***** Source material
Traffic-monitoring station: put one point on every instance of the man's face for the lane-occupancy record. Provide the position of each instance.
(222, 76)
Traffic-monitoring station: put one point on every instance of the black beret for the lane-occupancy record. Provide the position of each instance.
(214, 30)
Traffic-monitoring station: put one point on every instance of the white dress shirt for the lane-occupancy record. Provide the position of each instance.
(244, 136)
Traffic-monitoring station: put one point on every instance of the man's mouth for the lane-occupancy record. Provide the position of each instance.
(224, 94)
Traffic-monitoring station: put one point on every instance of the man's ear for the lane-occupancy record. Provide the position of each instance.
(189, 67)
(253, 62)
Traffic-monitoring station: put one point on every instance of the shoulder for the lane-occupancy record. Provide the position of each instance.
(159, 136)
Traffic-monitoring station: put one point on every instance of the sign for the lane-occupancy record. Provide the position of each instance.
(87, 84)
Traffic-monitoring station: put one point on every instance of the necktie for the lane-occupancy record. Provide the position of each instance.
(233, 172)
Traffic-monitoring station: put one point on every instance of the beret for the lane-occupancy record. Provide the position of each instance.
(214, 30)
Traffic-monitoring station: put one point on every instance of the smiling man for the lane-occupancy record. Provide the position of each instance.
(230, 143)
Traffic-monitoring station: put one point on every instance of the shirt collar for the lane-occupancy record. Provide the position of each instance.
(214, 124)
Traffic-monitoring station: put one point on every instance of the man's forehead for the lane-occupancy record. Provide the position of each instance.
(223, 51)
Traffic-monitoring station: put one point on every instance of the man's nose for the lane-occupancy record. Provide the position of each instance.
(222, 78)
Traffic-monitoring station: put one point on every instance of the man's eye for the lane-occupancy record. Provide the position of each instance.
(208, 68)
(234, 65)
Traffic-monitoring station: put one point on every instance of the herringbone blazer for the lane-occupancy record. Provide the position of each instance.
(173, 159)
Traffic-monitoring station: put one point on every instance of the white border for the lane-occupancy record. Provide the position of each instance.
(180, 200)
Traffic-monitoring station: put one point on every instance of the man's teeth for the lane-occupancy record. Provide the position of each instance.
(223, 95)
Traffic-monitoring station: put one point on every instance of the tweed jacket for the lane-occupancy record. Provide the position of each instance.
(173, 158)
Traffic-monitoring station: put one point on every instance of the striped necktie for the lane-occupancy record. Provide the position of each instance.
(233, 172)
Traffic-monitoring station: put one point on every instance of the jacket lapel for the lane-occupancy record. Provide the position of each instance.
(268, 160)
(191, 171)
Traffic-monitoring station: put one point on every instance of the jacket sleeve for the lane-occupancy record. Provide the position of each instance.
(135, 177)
**********
* Activity:
Your answer should be all of the records, transcribed exactly.

* Answer below:
Traffic-monitoring station: put one point on every instance of the man's face for the lane-occupancy record. Provide the position of each instance.
(222, 76)
Traffic-monitoring station: put one point on every instance of the black beret for the lane-occupancy record. Provide the position of each instance.
(214, 30)
Traffic-monitoring station: put one point on every instance of the white dress shirt for the lane-occupancy record. Provide the position of each instance.
(244, 136)
Traffic-monitoring station: put one point on every instance of the man's mouth for the lane-occupancy record. Provide the position of each instance.
(224, 94)
Traffic-monitoring station: put one point on every instance of the man's ear for the lane-occupancy record. Provide the position of each instance.
(189, 67)
(253, 62)
Traffic-monitoring station: put one point on every instance of the shoulder for the lane-occupancy record. Provide the position of each instance.
(159, 136)
Traffic-monitoring station: put one point on every instance of the sign for the lane-occupancy record. Provide the position of each instance.
(87, 84)
Traffic-monitoring station: put one point on every instance of the necktie for the lane-occupancy record. Provide the position of each instance.
(233, 172)
Traffic-monitoring station: put one point on every instance of the beret for the lane-occupancy record. Provide the position of each instance.
(214, 30)
Traffic-monitoring station: put one point on every instance of the smiling man for the lane-occupancy record. Provide the position of each instance.
(230, 143)
Traffic-monitoring station: put one point on every instance of the shirt collar for the lane-occupancy record. Provide the position of each instance.
(214, 124)
Traffic-monitoring station: put one point on every instance of the man's forehead for the lane-occupancy record. Provide the position of each instance.
(223, 51)
Traffic-monitoring station: put one point on every instance of the man's nose for the lane-occupancy record. Provide the position of each instance.
(222, 78)
Traffic-monitoring station: put one point on every instance of the man's eye for the lane-occupancy record. Provide the position of each instance.
(208, 68)
(234, 65)
Traffic-monitoring station: put one point on every instance of the herringbone blazer for the lane-occupancy record. Provide the position of each instance.
(173, 159)
Traffic-monitoring station: put one point on every instance of the white border for the lane-occupancy record. Provide the position of each instance.
(180, 200)
Traffic-monitoring station: put one point on every instance of the man's teeth for the lane-occupancy record. Provide the position of each instance.
(223, 95)
Traffic-monitoring station: put one point on every instance of the tweed jacket for the lane-occupancy record. Provide the position of each instance.
(173, 158)
Traffic-monitoring station: put one point on every instance of the striped necktie for the lane-occupancy record. Provide the position of each instance.
(233, 172)
Traffic-monitoring station: put one point on every instance of the jacket lapel for the lane-occupancy record. Provide the position of each instance.
(268, 160)
(191, 171)
Traffic-monitoring station: put one point on every instance of the jacket sleeve for the lane-occupancy record. Provide the position of each instance.
(135, 177)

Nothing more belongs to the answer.